Problem to work on: Extract every line of the items below that contains the string "sink". Case counts.

(Pointing dataset records)
□ □ □ □
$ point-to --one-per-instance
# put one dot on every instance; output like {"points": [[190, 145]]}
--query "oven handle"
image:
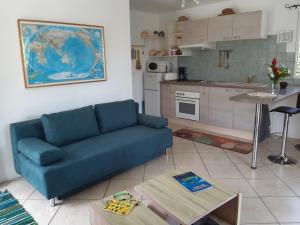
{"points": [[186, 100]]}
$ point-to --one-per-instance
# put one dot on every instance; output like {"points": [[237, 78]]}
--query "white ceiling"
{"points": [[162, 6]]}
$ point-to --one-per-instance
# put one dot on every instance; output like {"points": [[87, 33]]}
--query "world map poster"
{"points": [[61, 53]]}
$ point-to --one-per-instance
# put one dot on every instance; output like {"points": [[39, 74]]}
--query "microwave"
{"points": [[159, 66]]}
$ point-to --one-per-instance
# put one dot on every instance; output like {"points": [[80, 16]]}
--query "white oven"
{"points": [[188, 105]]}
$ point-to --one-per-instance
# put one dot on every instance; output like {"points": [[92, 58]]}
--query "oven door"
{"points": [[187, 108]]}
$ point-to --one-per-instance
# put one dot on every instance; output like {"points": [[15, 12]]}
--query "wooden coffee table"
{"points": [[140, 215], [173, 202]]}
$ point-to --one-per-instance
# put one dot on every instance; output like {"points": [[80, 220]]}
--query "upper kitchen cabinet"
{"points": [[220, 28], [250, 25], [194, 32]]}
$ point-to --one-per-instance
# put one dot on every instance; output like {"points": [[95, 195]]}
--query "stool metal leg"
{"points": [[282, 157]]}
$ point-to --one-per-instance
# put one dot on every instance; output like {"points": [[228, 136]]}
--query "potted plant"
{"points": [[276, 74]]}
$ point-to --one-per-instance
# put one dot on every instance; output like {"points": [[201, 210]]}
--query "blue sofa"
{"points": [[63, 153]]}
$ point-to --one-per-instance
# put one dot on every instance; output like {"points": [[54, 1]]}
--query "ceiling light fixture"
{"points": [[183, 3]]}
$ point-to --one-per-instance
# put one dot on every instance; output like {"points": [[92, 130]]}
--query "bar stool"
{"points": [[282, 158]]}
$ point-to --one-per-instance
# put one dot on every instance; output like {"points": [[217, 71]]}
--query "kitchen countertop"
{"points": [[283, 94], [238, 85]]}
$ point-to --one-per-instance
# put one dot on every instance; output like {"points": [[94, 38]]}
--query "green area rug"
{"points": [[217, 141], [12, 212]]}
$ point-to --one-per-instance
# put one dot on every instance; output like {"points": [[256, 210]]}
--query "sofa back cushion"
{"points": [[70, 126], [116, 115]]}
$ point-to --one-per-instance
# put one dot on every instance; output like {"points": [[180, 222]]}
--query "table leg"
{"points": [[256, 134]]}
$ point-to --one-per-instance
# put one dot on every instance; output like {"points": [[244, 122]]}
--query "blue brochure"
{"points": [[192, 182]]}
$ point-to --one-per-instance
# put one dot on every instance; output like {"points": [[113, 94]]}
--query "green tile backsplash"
□ □ □ □
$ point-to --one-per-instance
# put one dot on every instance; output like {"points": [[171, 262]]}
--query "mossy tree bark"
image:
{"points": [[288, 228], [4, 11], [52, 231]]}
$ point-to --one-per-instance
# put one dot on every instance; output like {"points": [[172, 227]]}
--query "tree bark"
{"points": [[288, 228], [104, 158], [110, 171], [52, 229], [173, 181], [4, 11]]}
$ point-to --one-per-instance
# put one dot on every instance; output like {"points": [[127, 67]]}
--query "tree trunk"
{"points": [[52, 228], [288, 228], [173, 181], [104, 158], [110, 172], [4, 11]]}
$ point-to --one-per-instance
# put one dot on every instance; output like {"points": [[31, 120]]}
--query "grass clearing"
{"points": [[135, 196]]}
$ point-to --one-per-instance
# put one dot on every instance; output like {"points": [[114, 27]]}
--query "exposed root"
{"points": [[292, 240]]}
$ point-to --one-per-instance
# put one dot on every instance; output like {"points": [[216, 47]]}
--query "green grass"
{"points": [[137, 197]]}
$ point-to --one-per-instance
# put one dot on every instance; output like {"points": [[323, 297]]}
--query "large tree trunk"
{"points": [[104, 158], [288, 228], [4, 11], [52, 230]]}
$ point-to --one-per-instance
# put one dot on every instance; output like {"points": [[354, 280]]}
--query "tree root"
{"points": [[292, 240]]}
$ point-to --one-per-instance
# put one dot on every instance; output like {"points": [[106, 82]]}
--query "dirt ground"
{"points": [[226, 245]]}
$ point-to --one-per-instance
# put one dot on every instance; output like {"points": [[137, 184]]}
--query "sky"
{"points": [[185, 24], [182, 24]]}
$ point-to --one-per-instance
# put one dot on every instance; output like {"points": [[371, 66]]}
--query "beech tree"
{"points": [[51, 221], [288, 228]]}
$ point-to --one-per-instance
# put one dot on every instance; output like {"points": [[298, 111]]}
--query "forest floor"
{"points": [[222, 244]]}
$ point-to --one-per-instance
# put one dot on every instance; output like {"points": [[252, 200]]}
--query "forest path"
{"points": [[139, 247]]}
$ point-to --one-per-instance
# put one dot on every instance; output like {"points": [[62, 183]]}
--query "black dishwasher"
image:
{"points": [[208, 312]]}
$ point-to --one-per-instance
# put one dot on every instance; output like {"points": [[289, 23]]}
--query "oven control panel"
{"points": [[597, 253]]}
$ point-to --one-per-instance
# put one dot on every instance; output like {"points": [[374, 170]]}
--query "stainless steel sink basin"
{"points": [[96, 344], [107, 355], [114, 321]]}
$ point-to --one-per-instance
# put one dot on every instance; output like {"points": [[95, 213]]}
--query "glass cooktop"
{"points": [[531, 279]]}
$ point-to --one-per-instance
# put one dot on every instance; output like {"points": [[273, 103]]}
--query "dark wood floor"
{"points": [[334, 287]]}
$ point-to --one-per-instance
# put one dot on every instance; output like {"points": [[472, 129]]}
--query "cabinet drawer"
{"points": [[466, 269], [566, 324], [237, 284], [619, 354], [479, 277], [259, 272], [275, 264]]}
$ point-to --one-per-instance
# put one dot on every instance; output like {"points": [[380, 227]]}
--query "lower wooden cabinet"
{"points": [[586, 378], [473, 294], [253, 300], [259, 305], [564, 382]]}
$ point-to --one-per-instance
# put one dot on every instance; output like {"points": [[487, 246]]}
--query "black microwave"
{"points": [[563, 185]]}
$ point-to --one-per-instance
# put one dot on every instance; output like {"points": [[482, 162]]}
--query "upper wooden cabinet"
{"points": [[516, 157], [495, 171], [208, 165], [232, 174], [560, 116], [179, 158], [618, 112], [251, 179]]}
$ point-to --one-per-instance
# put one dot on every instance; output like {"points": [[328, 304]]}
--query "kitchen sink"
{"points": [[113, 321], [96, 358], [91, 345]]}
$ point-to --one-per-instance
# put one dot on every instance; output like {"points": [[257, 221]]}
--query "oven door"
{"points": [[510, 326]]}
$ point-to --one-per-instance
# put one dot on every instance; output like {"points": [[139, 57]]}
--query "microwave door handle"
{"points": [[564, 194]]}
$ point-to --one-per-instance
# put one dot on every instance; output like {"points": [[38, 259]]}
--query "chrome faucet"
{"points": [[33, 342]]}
□ □ □ □
Written solution:
--query "stainless steel sink basin"
--query "kitchen sink"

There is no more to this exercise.